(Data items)
* Start *

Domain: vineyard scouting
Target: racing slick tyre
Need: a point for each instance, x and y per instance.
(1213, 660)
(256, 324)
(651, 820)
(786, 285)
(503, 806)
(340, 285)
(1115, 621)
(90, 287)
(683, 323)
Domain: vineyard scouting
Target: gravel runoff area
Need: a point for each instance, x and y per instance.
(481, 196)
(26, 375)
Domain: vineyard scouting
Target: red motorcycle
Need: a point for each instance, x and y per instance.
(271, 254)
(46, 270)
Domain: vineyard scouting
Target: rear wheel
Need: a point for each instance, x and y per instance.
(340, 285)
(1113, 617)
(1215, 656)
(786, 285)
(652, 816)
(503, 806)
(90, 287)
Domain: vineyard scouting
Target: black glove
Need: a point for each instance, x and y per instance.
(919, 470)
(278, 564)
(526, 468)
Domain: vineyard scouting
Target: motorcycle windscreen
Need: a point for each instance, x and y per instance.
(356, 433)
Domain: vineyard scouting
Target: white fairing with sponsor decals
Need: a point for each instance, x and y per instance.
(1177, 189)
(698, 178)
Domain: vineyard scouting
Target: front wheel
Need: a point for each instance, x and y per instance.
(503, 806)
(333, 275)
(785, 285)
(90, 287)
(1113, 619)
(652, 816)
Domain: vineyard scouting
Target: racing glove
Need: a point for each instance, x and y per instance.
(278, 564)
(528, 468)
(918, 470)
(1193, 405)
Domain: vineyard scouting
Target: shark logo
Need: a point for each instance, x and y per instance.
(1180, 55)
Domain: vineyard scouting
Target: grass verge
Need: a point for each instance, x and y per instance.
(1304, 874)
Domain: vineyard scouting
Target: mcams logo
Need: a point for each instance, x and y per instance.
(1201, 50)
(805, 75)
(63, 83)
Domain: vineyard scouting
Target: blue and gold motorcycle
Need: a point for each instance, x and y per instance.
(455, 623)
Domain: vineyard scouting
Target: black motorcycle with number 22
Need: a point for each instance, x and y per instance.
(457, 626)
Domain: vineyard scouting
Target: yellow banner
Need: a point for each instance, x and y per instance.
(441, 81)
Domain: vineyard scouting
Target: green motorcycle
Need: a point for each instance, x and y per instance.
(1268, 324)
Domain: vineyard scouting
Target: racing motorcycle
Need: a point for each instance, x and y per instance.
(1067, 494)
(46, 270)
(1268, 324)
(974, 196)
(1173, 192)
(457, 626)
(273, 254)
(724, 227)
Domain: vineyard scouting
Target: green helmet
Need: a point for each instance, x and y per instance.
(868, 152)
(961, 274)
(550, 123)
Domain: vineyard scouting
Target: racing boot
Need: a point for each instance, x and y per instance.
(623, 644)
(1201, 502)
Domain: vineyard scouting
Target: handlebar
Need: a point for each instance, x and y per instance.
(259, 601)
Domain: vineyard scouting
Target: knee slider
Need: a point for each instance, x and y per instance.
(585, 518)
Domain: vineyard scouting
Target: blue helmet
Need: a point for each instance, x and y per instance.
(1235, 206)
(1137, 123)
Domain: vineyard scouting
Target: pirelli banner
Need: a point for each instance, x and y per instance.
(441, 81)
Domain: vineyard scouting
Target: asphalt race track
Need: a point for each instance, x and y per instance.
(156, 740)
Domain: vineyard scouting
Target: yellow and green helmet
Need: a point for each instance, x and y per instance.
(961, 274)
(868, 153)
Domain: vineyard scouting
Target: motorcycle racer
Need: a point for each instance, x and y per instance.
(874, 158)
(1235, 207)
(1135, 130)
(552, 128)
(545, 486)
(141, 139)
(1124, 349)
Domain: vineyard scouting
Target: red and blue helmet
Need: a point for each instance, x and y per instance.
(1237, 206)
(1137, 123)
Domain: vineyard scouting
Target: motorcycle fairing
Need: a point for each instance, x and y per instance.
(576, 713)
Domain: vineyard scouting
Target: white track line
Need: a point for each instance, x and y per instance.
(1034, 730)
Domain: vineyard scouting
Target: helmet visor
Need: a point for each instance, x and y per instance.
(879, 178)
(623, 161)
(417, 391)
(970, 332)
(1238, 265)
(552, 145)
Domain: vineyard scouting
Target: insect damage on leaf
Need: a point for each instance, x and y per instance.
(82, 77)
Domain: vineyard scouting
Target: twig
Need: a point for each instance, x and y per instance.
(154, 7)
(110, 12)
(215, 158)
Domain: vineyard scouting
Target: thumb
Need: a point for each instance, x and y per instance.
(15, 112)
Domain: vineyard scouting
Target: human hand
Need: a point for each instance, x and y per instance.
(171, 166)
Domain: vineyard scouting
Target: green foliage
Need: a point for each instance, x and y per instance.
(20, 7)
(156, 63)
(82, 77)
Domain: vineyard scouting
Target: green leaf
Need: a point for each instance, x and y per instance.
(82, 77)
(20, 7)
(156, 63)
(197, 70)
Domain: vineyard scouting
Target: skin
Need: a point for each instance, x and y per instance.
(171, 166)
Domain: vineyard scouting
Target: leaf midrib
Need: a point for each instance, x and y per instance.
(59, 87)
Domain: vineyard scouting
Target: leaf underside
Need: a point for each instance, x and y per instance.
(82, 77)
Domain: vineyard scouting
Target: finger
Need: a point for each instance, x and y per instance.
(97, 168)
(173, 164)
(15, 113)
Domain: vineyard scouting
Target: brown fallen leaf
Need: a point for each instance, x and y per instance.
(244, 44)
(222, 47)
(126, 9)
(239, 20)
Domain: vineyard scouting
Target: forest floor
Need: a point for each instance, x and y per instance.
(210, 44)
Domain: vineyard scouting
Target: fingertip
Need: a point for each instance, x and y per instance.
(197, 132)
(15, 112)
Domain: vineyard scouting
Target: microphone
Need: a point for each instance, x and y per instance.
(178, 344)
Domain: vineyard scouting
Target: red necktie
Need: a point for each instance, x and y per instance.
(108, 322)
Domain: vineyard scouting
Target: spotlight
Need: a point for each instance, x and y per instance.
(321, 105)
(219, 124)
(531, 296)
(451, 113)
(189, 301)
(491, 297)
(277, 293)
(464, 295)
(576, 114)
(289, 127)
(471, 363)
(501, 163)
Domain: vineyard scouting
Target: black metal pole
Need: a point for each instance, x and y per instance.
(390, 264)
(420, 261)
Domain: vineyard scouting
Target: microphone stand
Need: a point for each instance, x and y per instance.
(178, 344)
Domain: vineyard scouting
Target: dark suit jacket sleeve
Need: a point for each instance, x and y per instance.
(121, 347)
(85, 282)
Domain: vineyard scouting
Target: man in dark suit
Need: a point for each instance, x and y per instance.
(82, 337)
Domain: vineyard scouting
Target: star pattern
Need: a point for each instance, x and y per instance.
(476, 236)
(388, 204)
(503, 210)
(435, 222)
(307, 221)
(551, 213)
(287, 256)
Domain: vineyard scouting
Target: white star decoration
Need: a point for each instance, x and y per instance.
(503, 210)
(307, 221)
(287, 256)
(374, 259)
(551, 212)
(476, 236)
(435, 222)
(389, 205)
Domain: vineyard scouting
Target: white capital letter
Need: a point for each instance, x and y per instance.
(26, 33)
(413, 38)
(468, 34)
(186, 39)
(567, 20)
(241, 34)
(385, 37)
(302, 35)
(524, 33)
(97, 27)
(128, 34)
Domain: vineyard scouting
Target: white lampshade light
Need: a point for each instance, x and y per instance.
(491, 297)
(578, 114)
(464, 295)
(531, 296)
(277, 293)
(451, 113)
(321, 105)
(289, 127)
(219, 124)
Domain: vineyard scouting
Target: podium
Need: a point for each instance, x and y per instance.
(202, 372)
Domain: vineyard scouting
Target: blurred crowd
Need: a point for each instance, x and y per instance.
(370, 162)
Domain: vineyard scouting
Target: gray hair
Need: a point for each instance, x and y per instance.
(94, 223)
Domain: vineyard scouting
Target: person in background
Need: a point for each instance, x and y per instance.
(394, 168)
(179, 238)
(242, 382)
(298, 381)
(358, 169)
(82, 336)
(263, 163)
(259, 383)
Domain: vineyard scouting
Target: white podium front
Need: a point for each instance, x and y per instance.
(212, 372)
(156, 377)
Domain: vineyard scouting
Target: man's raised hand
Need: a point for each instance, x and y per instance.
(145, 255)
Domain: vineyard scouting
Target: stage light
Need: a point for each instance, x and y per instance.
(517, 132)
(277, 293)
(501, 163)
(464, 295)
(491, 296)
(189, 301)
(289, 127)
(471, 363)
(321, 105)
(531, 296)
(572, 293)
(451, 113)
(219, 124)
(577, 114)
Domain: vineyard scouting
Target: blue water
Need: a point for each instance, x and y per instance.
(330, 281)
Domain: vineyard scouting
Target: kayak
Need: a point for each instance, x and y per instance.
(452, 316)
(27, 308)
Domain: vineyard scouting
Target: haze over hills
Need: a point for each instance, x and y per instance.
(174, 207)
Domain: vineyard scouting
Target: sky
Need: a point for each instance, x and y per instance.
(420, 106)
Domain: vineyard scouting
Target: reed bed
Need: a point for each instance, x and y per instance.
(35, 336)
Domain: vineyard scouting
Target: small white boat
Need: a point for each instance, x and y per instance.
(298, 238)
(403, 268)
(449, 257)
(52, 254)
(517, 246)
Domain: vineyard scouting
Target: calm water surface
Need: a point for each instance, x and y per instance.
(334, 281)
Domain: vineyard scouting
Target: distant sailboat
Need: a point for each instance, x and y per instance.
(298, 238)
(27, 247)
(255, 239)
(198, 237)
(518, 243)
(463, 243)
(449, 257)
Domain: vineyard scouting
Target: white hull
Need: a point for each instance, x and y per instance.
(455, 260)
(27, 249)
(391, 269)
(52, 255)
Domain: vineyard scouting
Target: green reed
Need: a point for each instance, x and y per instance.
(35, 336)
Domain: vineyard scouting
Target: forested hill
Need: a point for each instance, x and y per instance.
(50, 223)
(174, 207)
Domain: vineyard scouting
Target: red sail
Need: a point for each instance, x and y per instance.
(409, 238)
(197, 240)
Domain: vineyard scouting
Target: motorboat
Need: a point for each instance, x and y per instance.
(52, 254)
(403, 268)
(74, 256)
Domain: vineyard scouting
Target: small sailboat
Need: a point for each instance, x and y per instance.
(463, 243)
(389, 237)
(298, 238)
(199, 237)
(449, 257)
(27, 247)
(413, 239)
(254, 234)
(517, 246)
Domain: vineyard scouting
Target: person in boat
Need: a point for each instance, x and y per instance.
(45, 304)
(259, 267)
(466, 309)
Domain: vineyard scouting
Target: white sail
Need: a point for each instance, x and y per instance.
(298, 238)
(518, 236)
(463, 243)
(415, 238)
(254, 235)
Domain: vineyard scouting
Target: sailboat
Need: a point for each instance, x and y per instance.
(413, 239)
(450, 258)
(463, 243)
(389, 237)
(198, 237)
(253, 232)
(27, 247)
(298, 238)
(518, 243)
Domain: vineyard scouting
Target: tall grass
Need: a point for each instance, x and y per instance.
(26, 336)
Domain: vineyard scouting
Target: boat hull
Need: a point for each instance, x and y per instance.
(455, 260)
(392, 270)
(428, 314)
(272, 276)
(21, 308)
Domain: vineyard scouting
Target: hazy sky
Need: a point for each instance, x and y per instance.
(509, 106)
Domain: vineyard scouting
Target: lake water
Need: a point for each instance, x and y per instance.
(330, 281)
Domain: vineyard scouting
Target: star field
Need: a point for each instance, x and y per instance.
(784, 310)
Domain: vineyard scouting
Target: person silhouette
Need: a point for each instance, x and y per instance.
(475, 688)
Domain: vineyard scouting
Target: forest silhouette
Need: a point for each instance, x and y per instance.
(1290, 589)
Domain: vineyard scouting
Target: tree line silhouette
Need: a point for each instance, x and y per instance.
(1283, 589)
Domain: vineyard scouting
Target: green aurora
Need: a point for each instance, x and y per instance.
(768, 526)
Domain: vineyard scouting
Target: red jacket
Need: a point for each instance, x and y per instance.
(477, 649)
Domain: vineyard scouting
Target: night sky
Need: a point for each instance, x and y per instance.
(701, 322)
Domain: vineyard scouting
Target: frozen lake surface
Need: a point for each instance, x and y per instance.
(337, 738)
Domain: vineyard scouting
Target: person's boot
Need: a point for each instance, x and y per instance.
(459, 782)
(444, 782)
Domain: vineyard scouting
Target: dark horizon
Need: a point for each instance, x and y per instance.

* End *

- Your instructions:
Identify each line in the material above that contains the word "jacket", and copy those lines. Case counts.

- Written answer:
Target: dark suit jacket sleeve
Target: red jacket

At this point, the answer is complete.